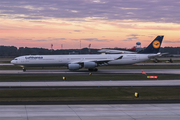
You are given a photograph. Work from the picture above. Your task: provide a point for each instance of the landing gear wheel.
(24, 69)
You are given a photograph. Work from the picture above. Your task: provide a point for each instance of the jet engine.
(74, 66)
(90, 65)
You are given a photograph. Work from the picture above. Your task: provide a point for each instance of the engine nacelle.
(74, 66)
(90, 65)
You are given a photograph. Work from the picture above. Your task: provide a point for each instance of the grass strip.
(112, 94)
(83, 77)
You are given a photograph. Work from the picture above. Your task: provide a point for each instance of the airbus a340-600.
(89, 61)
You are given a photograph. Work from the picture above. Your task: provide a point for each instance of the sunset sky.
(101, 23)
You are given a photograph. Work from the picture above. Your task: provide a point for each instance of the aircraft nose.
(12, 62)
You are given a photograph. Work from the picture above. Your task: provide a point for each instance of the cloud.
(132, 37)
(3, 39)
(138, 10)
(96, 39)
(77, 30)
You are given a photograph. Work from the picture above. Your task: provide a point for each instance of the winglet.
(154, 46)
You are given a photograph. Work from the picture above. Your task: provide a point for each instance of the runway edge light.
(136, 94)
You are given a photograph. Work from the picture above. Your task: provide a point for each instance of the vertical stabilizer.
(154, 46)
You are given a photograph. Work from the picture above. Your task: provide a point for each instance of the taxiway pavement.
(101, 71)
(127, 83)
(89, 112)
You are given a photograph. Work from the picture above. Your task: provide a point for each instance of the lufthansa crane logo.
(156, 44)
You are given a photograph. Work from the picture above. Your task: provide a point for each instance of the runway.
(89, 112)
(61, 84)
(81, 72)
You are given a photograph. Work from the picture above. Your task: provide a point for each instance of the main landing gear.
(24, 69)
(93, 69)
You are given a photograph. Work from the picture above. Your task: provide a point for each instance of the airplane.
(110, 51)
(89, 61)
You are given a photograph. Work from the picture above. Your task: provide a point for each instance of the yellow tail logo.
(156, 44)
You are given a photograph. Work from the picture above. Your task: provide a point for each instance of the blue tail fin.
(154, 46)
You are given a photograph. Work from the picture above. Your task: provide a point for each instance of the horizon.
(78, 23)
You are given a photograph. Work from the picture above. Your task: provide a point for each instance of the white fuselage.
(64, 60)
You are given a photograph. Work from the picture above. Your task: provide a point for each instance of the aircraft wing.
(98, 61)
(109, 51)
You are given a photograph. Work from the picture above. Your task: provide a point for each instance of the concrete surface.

══════════════════════════════

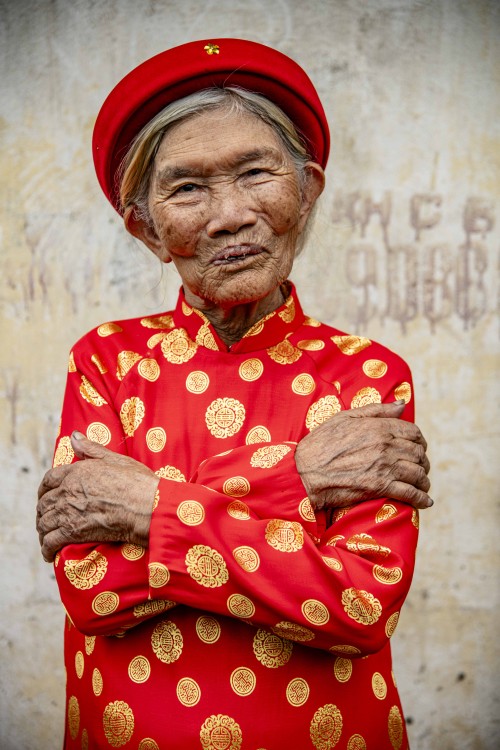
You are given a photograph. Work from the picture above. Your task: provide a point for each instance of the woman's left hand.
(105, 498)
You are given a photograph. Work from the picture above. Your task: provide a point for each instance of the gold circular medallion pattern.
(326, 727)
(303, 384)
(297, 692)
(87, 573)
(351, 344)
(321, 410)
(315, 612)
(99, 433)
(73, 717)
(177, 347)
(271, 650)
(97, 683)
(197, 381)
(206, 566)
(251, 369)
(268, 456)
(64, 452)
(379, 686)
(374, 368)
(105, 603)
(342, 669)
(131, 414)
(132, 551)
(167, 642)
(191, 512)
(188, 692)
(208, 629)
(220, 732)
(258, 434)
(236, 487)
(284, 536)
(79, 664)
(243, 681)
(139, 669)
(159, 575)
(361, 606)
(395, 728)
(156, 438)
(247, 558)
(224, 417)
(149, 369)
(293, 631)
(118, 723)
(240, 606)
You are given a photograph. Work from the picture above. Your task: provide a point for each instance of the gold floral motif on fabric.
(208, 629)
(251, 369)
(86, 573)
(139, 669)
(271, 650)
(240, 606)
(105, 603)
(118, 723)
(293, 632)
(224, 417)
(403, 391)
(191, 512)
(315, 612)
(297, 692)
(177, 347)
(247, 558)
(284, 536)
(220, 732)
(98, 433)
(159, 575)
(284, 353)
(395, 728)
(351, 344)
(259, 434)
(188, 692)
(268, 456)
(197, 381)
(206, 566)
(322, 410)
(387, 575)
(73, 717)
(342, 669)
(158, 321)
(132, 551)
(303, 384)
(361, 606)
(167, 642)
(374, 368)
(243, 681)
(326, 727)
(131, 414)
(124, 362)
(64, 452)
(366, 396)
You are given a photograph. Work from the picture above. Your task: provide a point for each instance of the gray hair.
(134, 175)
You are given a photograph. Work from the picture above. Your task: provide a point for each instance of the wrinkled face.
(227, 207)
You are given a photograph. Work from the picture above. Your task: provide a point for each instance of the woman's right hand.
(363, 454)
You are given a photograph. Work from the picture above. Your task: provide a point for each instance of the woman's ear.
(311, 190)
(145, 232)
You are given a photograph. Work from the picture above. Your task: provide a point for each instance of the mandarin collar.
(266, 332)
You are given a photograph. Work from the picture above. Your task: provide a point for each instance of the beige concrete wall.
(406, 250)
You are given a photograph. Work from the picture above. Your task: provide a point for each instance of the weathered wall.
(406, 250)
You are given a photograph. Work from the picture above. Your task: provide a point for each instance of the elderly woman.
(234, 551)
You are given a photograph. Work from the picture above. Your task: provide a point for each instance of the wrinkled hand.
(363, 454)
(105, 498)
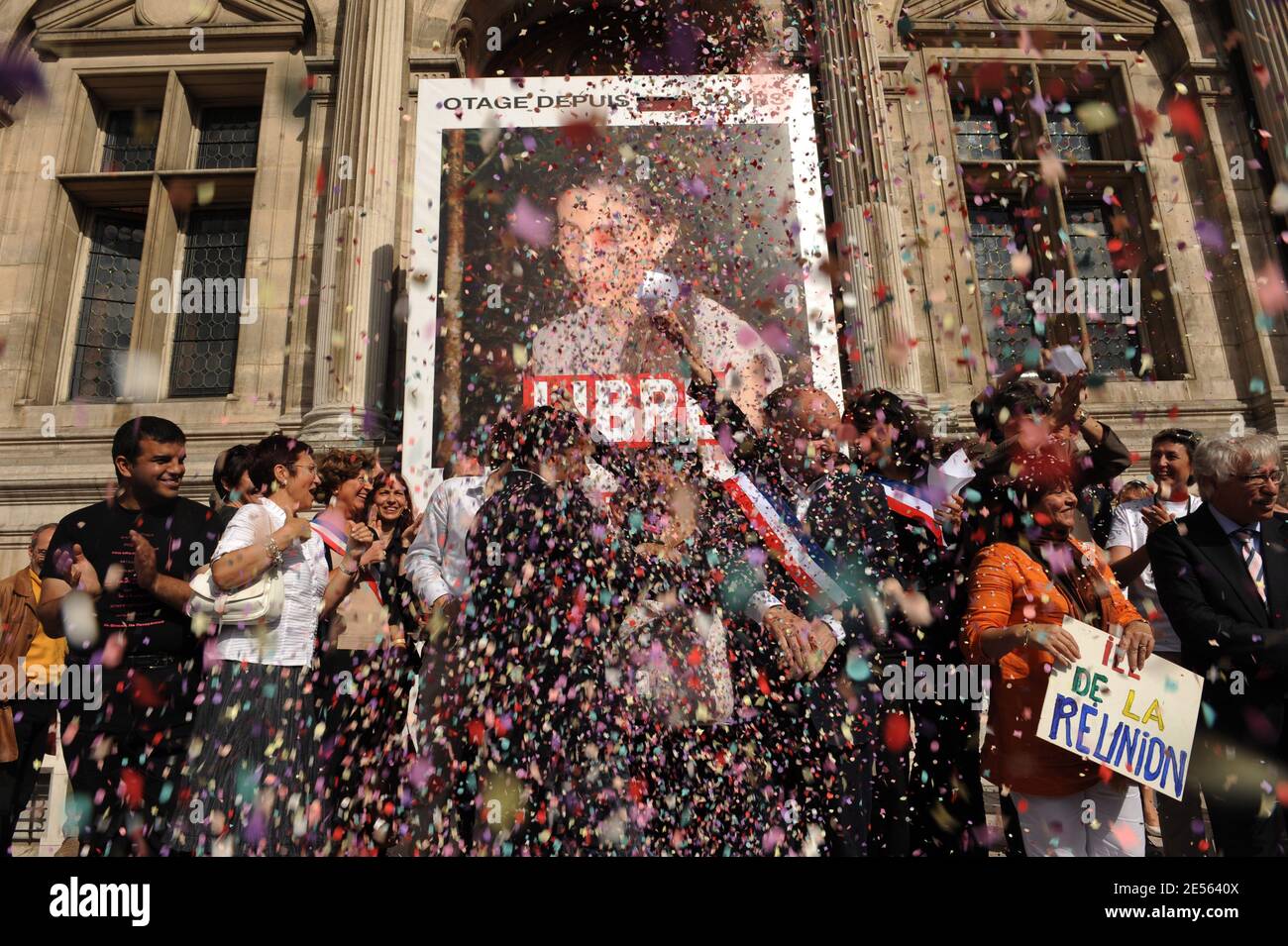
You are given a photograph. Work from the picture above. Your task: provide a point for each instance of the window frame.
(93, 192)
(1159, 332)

══════════════════════════════

Count the lines in the material above that contain the string "engine", with case distinguished. Give only the number.

2